▸ **SET TASK**
Copy out all the records below, swapping each "Examine" for "Inspect" and keeping everything else the same. Leave the pictures out of your copy.

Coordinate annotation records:
## BEGIN

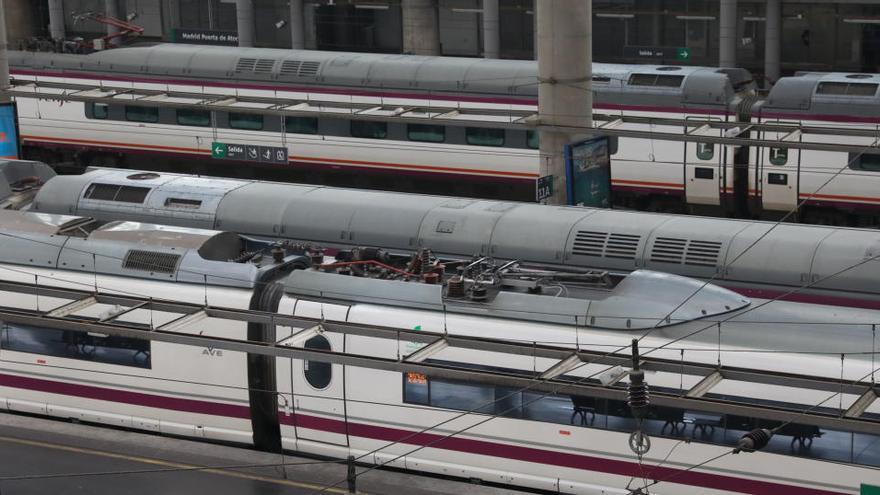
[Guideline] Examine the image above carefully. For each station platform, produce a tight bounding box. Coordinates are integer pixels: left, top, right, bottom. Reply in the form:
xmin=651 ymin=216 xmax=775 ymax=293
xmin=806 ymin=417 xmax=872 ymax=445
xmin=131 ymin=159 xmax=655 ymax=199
xmin=0 ymin=414 xmax=524 ymax=495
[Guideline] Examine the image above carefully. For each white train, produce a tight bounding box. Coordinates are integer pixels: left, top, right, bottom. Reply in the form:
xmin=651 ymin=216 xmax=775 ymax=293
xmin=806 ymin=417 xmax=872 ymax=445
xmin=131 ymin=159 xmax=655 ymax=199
xmin=0 ymin=207 xmax=880 ymax=495
xmin=10 ymin=45 xmax=880 ymax=225
xmin=30 ymin=169 xmax=880 ymax=309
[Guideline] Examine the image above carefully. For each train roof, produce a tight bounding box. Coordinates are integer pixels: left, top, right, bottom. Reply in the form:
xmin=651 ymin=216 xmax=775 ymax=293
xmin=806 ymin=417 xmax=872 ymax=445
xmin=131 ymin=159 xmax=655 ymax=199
xmin=761 ymin=72 xmax=880 ymax=117
xmin=32 ymin=169 xmax=880 ymax=300
xmin=0 ymin=210 xmax=294 ymax=287
xmin=10 ymin=43 xmax=753 ymax=105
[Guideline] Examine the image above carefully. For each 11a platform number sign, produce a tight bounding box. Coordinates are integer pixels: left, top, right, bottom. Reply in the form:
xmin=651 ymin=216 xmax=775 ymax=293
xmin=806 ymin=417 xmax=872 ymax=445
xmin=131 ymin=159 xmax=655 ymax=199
xmin=535 ymin=175 xmax=553 ymax=201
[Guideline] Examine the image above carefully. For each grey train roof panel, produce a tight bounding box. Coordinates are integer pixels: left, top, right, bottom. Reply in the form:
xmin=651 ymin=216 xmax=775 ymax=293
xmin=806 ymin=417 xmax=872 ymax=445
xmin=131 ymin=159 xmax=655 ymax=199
xmin=33 ymin=169 xmax=880 ymax=306
xmin=10 ymin=44 xmax=752 ymax=107
xmin=0 ymin=210 xmax=276 ymax=287
xmin=760 ymin=72 xmax=880 ymax=117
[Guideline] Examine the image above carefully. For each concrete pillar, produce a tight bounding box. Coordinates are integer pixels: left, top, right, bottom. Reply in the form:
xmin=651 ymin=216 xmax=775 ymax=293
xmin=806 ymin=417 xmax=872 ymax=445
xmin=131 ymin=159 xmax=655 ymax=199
xmin=49 ymin=0 xmax=66 ymax=40
xmin=235 ymin=0 xmax=254 ymax=46
xmin=290 ymin=0 xmax=304 ymax=50
xmin=718 ymin=0 xmax=736 ymax=67
xmin=483 ymin=0 xmax=501 ymax=58
xmin=104 ymin=0 xmax=120 ymax=46
xmin=0 ymin=0 xmax=10 ymax=95
xmin=303 ymin=2 xmax=318 ymax=50
xmin=400 ymin=0 xmax=440 ymax=55
xmin=764 ymin=0 xmax=782 ymax=84
xmin=536 ymin=0 xmax=593 ymax=204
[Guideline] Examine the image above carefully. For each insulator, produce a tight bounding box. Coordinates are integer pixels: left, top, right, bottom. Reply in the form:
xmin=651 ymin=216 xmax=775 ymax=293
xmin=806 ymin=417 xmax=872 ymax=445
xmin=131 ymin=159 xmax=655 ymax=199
xmin=446 ymin=276 xmax=464 ymax=298
xmin=626 ymin=371 xmax=651 ymax=419
xmin=733 ymin=428 xmax=773 ymax=454
xmin=471 ymin=285 xmax=489 ymax=301
xmin=626 ymin=339 xmax=651 ymax=420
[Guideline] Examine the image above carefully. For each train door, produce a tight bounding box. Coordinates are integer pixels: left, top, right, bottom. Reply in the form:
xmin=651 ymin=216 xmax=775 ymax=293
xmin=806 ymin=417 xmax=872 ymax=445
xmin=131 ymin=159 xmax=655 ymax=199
xmin=281 ymin=301 xmax=348 ymax=455
xmin=684 ymin=122 xmax=726 ymax=206
xmin=758 ymin=122 xmax=801 ymax=212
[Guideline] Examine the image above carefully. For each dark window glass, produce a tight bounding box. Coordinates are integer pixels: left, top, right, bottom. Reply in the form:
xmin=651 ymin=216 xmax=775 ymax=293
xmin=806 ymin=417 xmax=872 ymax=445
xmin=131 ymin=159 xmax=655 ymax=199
xmin=629 ymin=74 xmax=684 ymax=88
xmin=303 ymin=335 xmax=333 ymax=389
xmin=165 ymin=198 xmax=202 ymax=209
xmin=406 ymin=124 xmax=446 ymax=143
xmin=770 ymin=148 xmax=788 ymax=165
xmin=125 ymin=105 xmax=159 ymax=122
xmin=85 ymin=184 xmax=119 ymax=201
xmin=526 ymin=131 xmax=541 ymax=150
xmin=0 ymin=322 xmax=151 ymax=368
xmin=816 ymin=82 xmax=878 ymax=96
xmin=850 ymin=153 xmax=880 ymax=172
xmin=464 ymin=127 xmax=504 ymax=146
xmin=229 ymin=113 xmax=263 ymax=131
xmin=351 ymin=120 xmax=388 ymax=139
xmin=113 ymin=186 xmax=150 ymax=203
xmin=92 ymin=103 xmax=110 ymax=120
xmin=284 ymin=117 xmax=318 ymax=134
xmin=85 ymin=183 xmax=150 ymax=203
xmin=697 ymin=143 xmax=715 ymax=160
xmin=177 ymin=108 xmax=211 ymax=127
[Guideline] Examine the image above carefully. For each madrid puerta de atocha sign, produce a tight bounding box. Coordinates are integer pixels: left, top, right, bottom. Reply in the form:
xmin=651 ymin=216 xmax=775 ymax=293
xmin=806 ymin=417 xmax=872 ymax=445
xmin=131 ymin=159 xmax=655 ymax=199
xmin=173 ymin=28 xmax=238 ymax=46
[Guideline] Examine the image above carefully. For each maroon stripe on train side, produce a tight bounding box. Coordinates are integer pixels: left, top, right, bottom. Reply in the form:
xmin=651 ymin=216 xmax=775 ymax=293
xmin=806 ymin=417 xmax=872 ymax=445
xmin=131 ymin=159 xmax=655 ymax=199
xmin=717 ymin=283 xmax=880 ymax=309
xmin=0 ymin=373 xmax=251 ymax=419
xmin=11 ymin=68 xmax=736 ymax=116
xmin=0 ymin=374 xmax=842 ymax=495
xmin=282 ymin=414 xmax=840 ymax=495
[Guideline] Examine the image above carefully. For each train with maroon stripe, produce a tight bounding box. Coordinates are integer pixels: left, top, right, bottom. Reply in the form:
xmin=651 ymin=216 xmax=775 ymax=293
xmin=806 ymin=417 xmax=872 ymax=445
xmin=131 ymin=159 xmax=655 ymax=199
xmin=0 ymin=206 xmax=880 ymax=495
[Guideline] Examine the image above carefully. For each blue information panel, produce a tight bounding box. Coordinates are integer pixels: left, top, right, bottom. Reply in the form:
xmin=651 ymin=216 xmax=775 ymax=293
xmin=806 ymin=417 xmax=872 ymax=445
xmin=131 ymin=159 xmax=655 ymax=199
xmin=0 ymin=103 xmax=21 ymax=159
xmin=565 ymin=137 xmax=611 ymax=208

## END

▸ **ANSWER**
[Guideline] Inspect the image above carefully. For each station platform, produce a tight bounding box. Coordinates are integer pixels: left, top, right, bottom. Reply in the form:
xmin=651 ymin=216 xmax=775 ymax=293
xmin=806 ymin=417 xmax=872 ymax=445
xmin=131 ymin=159 xmax=655 ymax=199
xmin=0 ymin=414 xmax=524 ymax=495
[Guideline] Inspect the image above carefully. For each white train, produce a tight bounding box. Coordinates are integer pixels: left, top, right, bottom. Reply in the form:
xmin=651 ymin=216 xmax=775 ymax=293
xmin=806 ymin=417 xmax=872 ymax=445
xmin=131 ymin=159 xmax=655 ymax=199
xmin=0 ymin=207 xmax=880 ymax=495
xmin=10 ymin=45 xmax=880 ymax=225
xmin=30 ymin=169 xmax=880 ymax=309
[Guideline] Inspect the image above carefully. For each train roof, produce a tight bounding box. Coordinates are integer pixels: left, top, right, bottom. Reply in the form:
xmin=651 ymin=216 xmax=775 ymax=293
xmin=806 ymin=417 xmax=872 ymax=445
xmin=131 ymin=159 xmax=655 ymax=199
xmin=761 ymin=72 xmax=880 ymax=117
xmin=32 ymin=169 xmax=880 ymax=300
xmin=0 ymin=210 xmax=294 ymax=287
xmin=10 ymin=43 xmax=753 ymax=105
[Guideline] Inspect the image above carefully. For each 11a platform number sign, produce a tight bounding box. Coordinates are integer pixels: left, top, right, bottom. Reply in the form:
xmin=651 ymin=216 xmax=775 ymax=293
xmin=806 ymin=417 xmax=872 ymax=445
xmin=131 ymin=159 xmax=655 ymax=199
xmin=535 ymin=175 xmax=553 ymax=201
[Guideline] Inspect the image above carefully. For each grey train roof panel, produce a tight bounding box. Coordinates are integer pixels: left, top, right, bottom. Reply in the form:
xmin=651 ymin=216 xmax=775 ymax=293
xmin=806 ymin=417 xmax=872 ymax=445
xmin=131 ymin=159 xmax=655 ymax=199
xmin=33 ymin=169 xmax=880 ymax=306
xmin=10 ymin=44 xmax=752 ymax=107
xmin=0 ymin=210 xmax=276 ymax=287
xmin=760 ymin=72 xmax=880 ymax=117
[Guideline] Inspect the image above carefully. For each concrete pillar, produce a tight bounding box. Coordinates are integer pixels: left, top, right, bottom. Reply in the form:
xmin=651 ymin=216 xmax=775 ymax=293
xmin=806 ymin=417 xmax=872 ymax=445
xmin=131 ymin=159 xmax=655 ymax=199
xmin=49 ymin=0 xmax=66 ymax=40
xmin=235 ymin=0 xmax=254 ymax=46
xmin=290 ymin=0 xmax=304 ymax=50
xmin=718 ymin=0 xmax=736 ymax=67
xmin=483 ymin=0 xmax=501 ymax=58
xmin=104 ymin=0 xmax=120 ymax=46
xmin=0 ymin=0 xmax=10 ymax=95
xmin=303 ymin=2 xmax=318 ymax=50
xmin=400 ymin=0 xmax=440 ymax=55
xmin=764 ymin=0 xmax=782 ymax=84
xmin=536 ymin=0 xmax=593 ymax=204
[Guideline] Inspect the image above carefully. For each insulator, produce a tight bounding box. Coordinates are integer pixels: left, top, right, bottom. Reply in the form:
xmin=651 ymin=216 xmax=775 ymax=293
xmin=806 ymin=417 xmax=872 ymax=445
xmin=131 ymin=159 xmax=655 ymax=199
xmin=446 ymin=276 xmax=464 ymax=298
xmin=626 ymin=371 xmax=651 ymax=419
xmin=733 ymin=428 xmax=773 ymax=454
xmin=471 ymin=285 xmax=489 ymax=301
xmin=626 ymin=339 xmax=651 ymax=420
[Guideline] Inspect the image above carefully. For each train door, produce a tight bounding box. Coordinates are integer pixels: left, top, right, bottom. Reply in the form:
xmin=651 ymin=216 xmax=775 ymax=293
xmin=806 ymin=417 xmax=872 ymax=445
xmin=131 ymin=159 xmax=655 ymax=199
xmin=281 ymin=301 xmax=348 ymax=455
xmin=684 ymin=122 xmax=726 ymax=206
xmin=758 ymin=122 xmax=801 ymax=212
[Guideline] Inspect the image above carefully. For each dark window glass, produce a tight bounding box. Coordinates are integer pixels: left, top, right, bottom. Reply in the form:
xmin=651 ymin=216 xmax=775 ymax=293
xmin=806 ymin=417 xmax=872 ymax=445
xmin=131 ymin=159 xmax=655 ymax=199
xmin=629 ymin=74 xmax=684 ymax=88
xmin=303 ymin=335 xmax=333 ymax=389
xmin=165 ymin=198 xmax=202 ymax=209
xmin=406 ymin=124 xmax=446 ymax=143
xmin=770 ymin=148 xmax=788 ymax=165
xmin=125 ymin=105 xmax=159 ymax=122
xmin=85 ymin=184 xmax=119 ymax=201
xmin=526 ymin=131 xmax=541 ymax=150
xmin=0 ymin=322 xmax=151 ymax=368
xmin=816 ymin=82 xmax=878 ymax=96
xmin=850 ymin=153 xmax=880 ymax=172
xmin=464 ymin=127 xmax=504 ymax=146
xmin=229 ymin=113 xmax=263 ymax=131
xmin=351 ymin=120 xmax=388 ymax=139
xmin=113 ymin=186 xmax=150 ymax=203
xmin=92 ymin=103 xmax=110 ymax=120
xmin=284 ymin=117 xmax=318 ymax=134
xmin=85 ymin=183 xmax=150 ymax=203
xmin=697 ymin=143 xmax=715 ymax=160
xmin=177 ymin=108 xmax=211 ymax=127
[Guideline] Inspect the image above carefully. For each madrid puerta de atocha sign, produce a tight bounding box. Coordinates are integer pixels: left, top, right, bottom. Reply in the form:
xmin=651 ymin=216 xmax=775 ymax=293
xmin=806 ymin=417 xmax=872 ymax=445
xmin=131 ymin=159 xmax=655 ymax=199
xmin=173 ymin=28 xmax=238 ymax=46
[Guideline] Inspect the image above carefully. For each maroon stripe on train side, produce a tight bounding box. Coordinates are integer pixels: left, top, right, bottom. Reply in the form:
xmin=651 ymin=216 xmax=775 ymax=293
xmin=806 ymin=417 xmax=872 ymax=445
xmin=131 ymin=159 xmax=655 ymax=199
xmin=717 ymin=283 xmax=880 ymax=309
xmin=0 ymin=373 xmax=251 ymax=419
xmin=11 ymin=68 xmax=736 ymax=116
xmin=0 ymin=374 xmax=842 ymax=495
xmin=282 ymin=414 xmax=840 ymax=495
[Guideline] Inspect the image above carefully. For each train with maroon stripe, produce a tight bounding box. Coordinates are integer pixels: left, top, right, bottom. Reply in the form:
xmin=651 ymin=216 xmax=775 ymax=293
xmin=806 ymin=417 xmax=872 ymax=445
xmin=131 ymin=159 xmax=655 ymax=199
xmin=0 ymin=206 xmax=880 ymax=495
[Guideline] Inspect the image above carefully. For each blue information panel, produce a tight bounding box. Coordinates are integer pixels: left, top, right, bottom. Reply in the form:
xmin=651 ymin=216 xmax=775 ymax=293
xmin=806 ymin=417 xmax=872 ymax=445
xmin=131 ymin=159 xmax=655 ymax=199
xmin=0 ymin=103 xmax=21 ymax=159
xmin=565 ymin=137 xmax=611 ymax=208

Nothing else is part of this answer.